##### Data shown

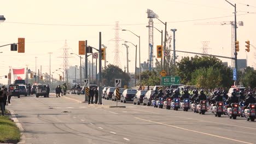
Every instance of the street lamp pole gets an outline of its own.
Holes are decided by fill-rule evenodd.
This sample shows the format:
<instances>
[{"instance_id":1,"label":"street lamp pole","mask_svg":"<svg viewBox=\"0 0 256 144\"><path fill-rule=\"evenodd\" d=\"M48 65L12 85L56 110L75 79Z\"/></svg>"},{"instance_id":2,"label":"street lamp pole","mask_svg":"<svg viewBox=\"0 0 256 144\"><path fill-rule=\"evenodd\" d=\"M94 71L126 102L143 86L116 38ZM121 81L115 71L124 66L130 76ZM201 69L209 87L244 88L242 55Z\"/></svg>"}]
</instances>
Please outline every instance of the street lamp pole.
<instances>
[{"instance_id":1,"label":"street lamp pole","mask_svg":"<svg viewBox=\"0 0 256 144\"><path fill-rule=\"evenodd\" d=\"M234 14L235 14L235 41L237 41L237 39L236 39L236 28L237 28L237 25L236 25L236 4L232 4L232 3L231 3L230 2L229 2L229 1L228 1L227 0L225 0L225 1L227 2L228 3L229 3L231 5L233 6L233 7L235 8L235 12L234 12ZM235 45L234 45L234 46L235 47ZM237 51L236 51L235 47L235 67L236 68L236 70L238 70L237 69ZM236 85L237 85L237 79L238 79L238 75L236 75L236 80L235 80L235 86Z\"/></svg>"}]
</instances>

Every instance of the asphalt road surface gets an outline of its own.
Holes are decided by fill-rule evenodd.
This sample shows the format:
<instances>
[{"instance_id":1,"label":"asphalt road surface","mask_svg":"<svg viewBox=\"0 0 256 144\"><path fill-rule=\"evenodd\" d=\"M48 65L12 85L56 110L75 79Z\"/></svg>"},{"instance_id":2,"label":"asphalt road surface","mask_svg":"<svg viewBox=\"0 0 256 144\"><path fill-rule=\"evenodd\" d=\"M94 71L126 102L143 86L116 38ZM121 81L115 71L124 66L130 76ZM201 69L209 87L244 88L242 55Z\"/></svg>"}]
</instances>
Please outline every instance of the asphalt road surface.
<instances>
[{"instance_id":1,"label":"asphalt road surface","mask_svg":"<svg viewBox=\"0 0 256 144\"><path fill-rule=\"evenodd\" d=\"M50 97L13 97L8 106L24 129L25 143L256 143L256 122L244 118Z\"/></svg>"}]
</instances>

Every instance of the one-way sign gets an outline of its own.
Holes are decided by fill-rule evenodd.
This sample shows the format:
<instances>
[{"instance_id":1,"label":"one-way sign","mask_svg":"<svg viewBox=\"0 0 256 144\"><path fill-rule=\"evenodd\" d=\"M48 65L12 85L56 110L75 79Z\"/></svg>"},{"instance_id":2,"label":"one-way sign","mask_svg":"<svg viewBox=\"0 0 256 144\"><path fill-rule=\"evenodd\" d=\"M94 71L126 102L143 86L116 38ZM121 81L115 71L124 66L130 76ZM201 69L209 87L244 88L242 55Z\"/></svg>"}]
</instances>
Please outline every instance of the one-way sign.
<instances>
[{"instance_id":1,"label":"one-way sign","mask_svg":"<svg viewBox=\"0 0 256 144\"><path fill-rule=\"evenodd\" d=\"M122 85L122 80L121 79L115 79L115 87L121 87Z\"/></svg>"}]
</instances>

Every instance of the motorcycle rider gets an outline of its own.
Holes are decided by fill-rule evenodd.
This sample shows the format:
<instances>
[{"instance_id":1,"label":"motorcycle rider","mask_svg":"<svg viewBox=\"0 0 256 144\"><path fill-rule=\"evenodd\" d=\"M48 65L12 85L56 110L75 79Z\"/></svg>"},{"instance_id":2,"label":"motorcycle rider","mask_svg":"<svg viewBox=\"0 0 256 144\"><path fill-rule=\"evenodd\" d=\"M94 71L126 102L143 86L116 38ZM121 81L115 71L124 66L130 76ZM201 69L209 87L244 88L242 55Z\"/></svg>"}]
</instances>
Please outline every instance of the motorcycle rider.
<instances>
[{"instance_id":1,"label":"motorcycle rider","mask_svg":"<svg viewBox=\"0 0 256 144\"><path fill-rule=\"evenodd\" d=\"M181 99L183 100L184 99L189 99L190 94L188 93L188 91L187 89L184 90L184 94L181 97Z\"/></svg>"},{"instance_id":2,"label":"motorcycle rider","mask_svg":"<svg viewBox=\"0 0 256 144\"><path fill-rule=\"evenodd\" d=\"M245 109L247 108L249 104L254 104L256 103L256 99L253 97L253 95L252 92L249 92L247 94L248 98L246 98L245 101Z\"/></svg>"},{"instance_id":3,"label":"motorcycle rider","mask_svg":"<svg viewBox=\"0 0 256 144\"><path fill-rule=\"evenodd\" d=\"M199 102L200 102L200 101L202 100L206 100L206 95L205 95L202 89L201 89L200 94L198 95L197 98L196 100L196 101L197 103L197 104L199 103Z\"/></svg>"},{"instance_id":4,"label":"motorcycle rider","mask_svg":"<svg viewBox=\"0 0 256 144\"><path fill-rule=\"evenodd\" d=\"M236 92L232 92L231 93L231 96L230 97L228 100L226 100L226 102L229 104L229 107L231 106L231 104L232 103L238 103L238 99L237 97L236 96Z\"/></svg>"}]
</instances>

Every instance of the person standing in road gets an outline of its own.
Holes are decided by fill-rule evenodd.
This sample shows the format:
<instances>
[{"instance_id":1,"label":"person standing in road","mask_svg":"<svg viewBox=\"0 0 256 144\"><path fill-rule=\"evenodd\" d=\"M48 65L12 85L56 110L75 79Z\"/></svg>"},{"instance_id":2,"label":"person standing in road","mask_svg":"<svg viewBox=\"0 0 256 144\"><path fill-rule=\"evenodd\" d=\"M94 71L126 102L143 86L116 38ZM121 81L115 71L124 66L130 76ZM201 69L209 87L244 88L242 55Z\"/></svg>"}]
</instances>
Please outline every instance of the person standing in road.
<instances>
[{"instance_id":1,"label":"person standing in road","mask_svg":"<svg viewBox=\"0 0 256 144\"><path fill-rule=\"evenodd\" d=\"M49 86L49 85L47 85L47 95L46 97L49 98L49 94L50 94L50 87Z\"/></svg>"},{"instance_id":2,"label":"person standing in road","mask_svg":"<svg viewBox=\"0 0 256 144\"><path fill-rule=\"evenodd\" d=\"M98 91L97 88L98 88L97 87L96 87L94 88L94 96L95 97L95 101L94 103L96 104L98 103Z\"/></svg>"}]
</instances>

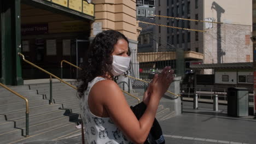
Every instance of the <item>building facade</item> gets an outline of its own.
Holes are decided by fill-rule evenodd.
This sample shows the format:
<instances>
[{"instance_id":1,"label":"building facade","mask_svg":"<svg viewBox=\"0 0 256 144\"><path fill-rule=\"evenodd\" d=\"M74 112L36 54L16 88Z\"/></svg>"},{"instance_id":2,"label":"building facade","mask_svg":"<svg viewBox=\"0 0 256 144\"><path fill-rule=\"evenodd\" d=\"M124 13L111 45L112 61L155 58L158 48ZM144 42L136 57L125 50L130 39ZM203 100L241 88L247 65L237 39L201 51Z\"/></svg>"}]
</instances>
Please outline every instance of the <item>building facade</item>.
<instances>
[{"instance_id":1,"label":"building facade","mask_svg":"<svg viewBox=\"0 0 256 144\"><path fill-rule=\"evenodd\" d=\"M232 4L230 4L232 3ZM155 17L156 23L198 30L206 33L156 27L155 34L174 47L202 53L201 60L187 63L223 63L252 61L252 1L227 0L156 1L156 15L221 22L222 24ZM168 46L159 40L159 47ZM212 74L204 70L203 74Z\"/></svg>"},{"instance_id":2,"label":"building facade","mask_svg":"<svg viewBox=\"0 0 256 144\"><path fill-rule=\"evenodd\" d=\"M120 32L127 37L130 49L137 49L139 28L135 0L91 1L1 1L1 82L20 85L24 79L49 78L22 62L18 52L60 77L61 61L79 66L90 41L104 30ZM77 69L69 65L63 69L63 78L77 77Z\"/></svg>"},{"instance_id":3,"label":"building facade","mask_svg":"<svg viewBox=\"0 0 256 144\"><path fill-rule=\"evenodd\" d=\"M155 1L137 0L137 20L144 22L155 23ZM154 51L154 45L157 38L154 35L154 26L140 23L141 28L138 37L138 52Z\"/></svg>"}]
</instances>

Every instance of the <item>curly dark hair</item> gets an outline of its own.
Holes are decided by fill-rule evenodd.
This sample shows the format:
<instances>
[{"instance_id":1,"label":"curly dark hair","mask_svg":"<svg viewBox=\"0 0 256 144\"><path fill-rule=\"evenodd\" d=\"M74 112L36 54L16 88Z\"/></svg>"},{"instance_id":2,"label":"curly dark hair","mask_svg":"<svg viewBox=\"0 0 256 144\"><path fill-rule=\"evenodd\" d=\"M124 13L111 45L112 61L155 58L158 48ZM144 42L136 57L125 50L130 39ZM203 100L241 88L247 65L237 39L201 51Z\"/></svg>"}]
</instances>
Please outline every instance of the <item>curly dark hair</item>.
<instances>
[{"instance_id":1,"label":"curly dark hair","mask_svg":"<svg viewBox=\"0 0 256 144\"><path fill-rule=\"evenodd\" d=\"M111 54L114 51L114 45L119 39L124 39L129 43L124 34L114 30L103 31L92 40L85 56L83 70L78 80L80 83L78 89L79 98L84 96L88 83L97 76L108 79L106 76L108 74L111 80L117 80L111 73L113 63ZM128 49L130 53L130 49Z\"/></svg>"}]
</instances>

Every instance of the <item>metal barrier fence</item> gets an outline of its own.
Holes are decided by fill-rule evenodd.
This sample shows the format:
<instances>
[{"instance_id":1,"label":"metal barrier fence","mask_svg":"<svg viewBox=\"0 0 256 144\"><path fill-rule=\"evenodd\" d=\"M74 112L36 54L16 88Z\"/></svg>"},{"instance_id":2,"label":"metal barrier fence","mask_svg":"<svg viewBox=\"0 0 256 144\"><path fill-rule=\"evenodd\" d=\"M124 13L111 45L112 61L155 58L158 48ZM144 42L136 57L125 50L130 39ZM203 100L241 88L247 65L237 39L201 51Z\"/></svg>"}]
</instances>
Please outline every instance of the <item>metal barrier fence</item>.
<instances>
[{"instance_id":1,"label":"metal barrier fence","mask_svg":"<svg viewBox=\"0 0 256 144\"><path fill-rule=\"evenodd\" d=\"M157 51L152 50L146 52L138 52L137 50L132 50L131 57L131 75L136 78L152 80L155 74L161 73L166 66L171 66L177 76L184 75L183 50L159 49ZM137 81L133 83L135 85L142 85Z\"/></svg>"},{"instance_id":2,"label":"metal barrier fence","mask_svg":"<svg viewBox=\"0 0 256 144\"><path fill-rule=\"evenodd\" d=\"M195 91L196 89L196 91ZM218 91L214 91L216 89L213 88L211 88L210 91L206 91L205 87L183 87L181 88L181 94L183 97L188 97L188 98L194 98L194 95L195 93L197 94L198 95L199 99L213 99L214 95L215 94L218 94L219 100L228 100L228 89L226 88L219 88ZM249 106L253 107L254 106L254 93L253 92L250 92L253 91L253 89L249 90L249 97L248 97L248 102Z\"/></svg>"}]
</instances>

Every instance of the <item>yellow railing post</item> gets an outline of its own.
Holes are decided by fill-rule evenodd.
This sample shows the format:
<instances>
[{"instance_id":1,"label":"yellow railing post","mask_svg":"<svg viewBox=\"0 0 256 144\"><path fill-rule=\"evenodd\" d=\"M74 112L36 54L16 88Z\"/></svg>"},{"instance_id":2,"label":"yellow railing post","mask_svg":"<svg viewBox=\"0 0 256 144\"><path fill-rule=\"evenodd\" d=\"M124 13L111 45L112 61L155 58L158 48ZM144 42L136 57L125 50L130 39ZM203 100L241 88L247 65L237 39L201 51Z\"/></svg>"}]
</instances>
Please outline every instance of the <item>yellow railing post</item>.
<instances>
[{"instance_id":1,"label":"yellow railing post","mask_svg":"<svg viewBox=\"0 0 256 144\"><path fill-rule=\"evenodd\" d=\"M29 136L29 109L28 109L28 101L27 100L27 99L26 99L25 97L23 97L22 95L19 94L19 93L15 92L11 89L9 88L9 87L7 87L5 85L3 85L2 83L0 83L0 86L2 87L4 87L6 89L8 90L9 91L11 92L13 94L15 94L16 95L18 96L19 97L22 98L26 101L26 137L28 137Z\"/></svg>"}]
</instances>

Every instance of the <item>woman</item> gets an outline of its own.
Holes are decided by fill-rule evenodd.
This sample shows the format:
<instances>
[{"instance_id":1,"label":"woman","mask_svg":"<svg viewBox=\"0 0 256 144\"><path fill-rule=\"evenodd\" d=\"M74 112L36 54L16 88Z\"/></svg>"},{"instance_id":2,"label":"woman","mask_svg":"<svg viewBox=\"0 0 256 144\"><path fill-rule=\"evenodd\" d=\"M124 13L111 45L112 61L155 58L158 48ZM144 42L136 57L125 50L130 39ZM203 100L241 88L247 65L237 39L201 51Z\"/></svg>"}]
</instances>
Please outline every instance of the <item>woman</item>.
<instances>
[{"instance_id":1,"label":"woman","mask_svg":"<svg viewBox=\"0 0 256 144\"><path fill-rule=\"evenodd\" d=\"M155 117L159 101L173 80L173 70L155 74L145 92L147 109L138 120L114 77L129 69L127 39L121 33L103 31L93 40L78 88L82 117L88 143L143 143Z\"/></svg>"}]
</instances>

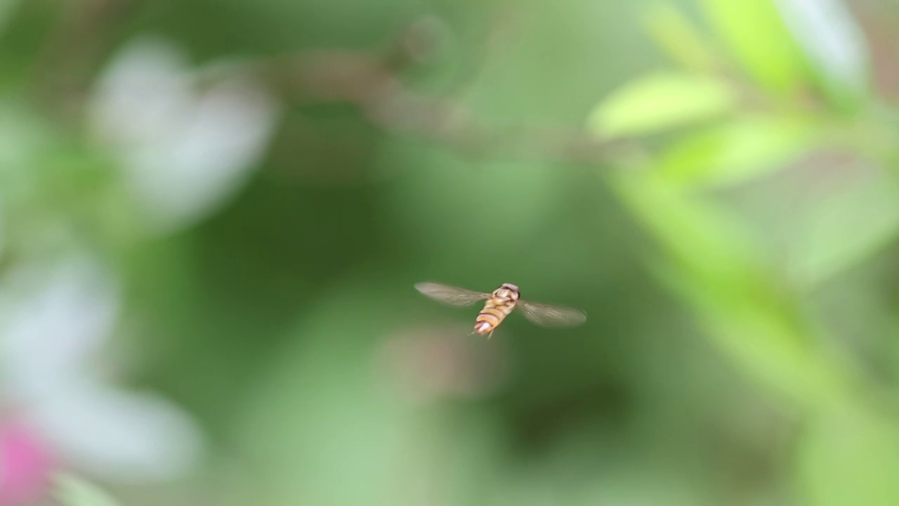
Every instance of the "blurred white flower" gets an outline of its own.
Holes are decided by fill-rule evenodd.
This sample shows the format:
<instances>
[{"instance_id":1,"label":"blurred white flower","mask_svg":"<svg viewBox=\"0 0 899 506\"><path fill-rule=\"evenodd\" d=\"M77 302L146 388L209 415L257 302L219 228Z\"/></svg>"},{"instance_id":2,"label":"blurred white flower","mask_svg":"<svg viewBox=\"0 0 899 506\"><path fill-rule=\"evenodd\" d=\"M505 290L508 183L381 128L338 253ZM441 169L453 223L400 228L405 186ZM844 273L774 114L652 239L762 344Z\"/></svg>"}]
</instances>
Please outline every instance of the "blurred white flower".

##########

• _Directions for this task_:
Please print the material word for word, starting at the line that contains "Every instance of the <item>woman</item> gets" and ending at the end of the material, with the pictures left out.

• _Written answer_:
Every instance of the <item>woman</item> gets an outline of its own.
Holes are decided by fill-rule evenodd.
This sample shows the format:
<instances>
[{"instance_id":1,"label":"woman","mask_svg":"<svg viewBox=\"0 0 256 144\"><path fill-rule=\"evenodd\" d=\"M74 112L36 54L16 88Z\"/></svg>"},{"instance_id":2,"label":"woman","mask_svg":"<svg viewBox=\"0 0 256 144\"><path fill-rule=\"evenodd\" d=\"M124 13L111 45L112 61L155 58L158 48ZM144 42L136 57L125 50L130 39ZM203 100L241 88L247 65L237 39L201 51Z\"/></svg>"}]
</instances>
Please outline every instance of the <item>woman</item>.
<instances>
[{"instance_id":1,"label":"woman","mask_svg":"<svg viewBox=\"0 0 256 144\"><path fill-rule=\"evenodd\" d=\"M155 117L159 101L173 80L173 70L155 74L145 92L147 109L138 120L114 77L129 69L127 39L121 33L103 31L93 40L78 88L82 117L88 143L143 143Z\"/></svg>"}]
</instances>

Every instance of the "blurred white flower" gets an outline of its own.
Holes are decided by fill-rule evenodd.
This sample shows the format:
<instances>
[{"instance_id":1,"label":"blurred white flower","mask_svg":"<svg viewBox=\"0 0 899 506\"><path fill-rule=\"evenodd\" d=\"M77 302L146 388L209 415L257 302L219 228Z\"/></svg>"},{"instance_id":2,"label":"blurred white flower","mask_svg":"<svg viewBox=\"0 0 899 506\"><path fill-rule=\"evenodd\" d=\"M505 290L508 183L381 128L338 253ZM441 169L453 223L400 228L405 186ZM844 273L774 114L652 239L762 344Z\"/></svg>"}]
</instances>
Please outline every instance of the "blurred white flower".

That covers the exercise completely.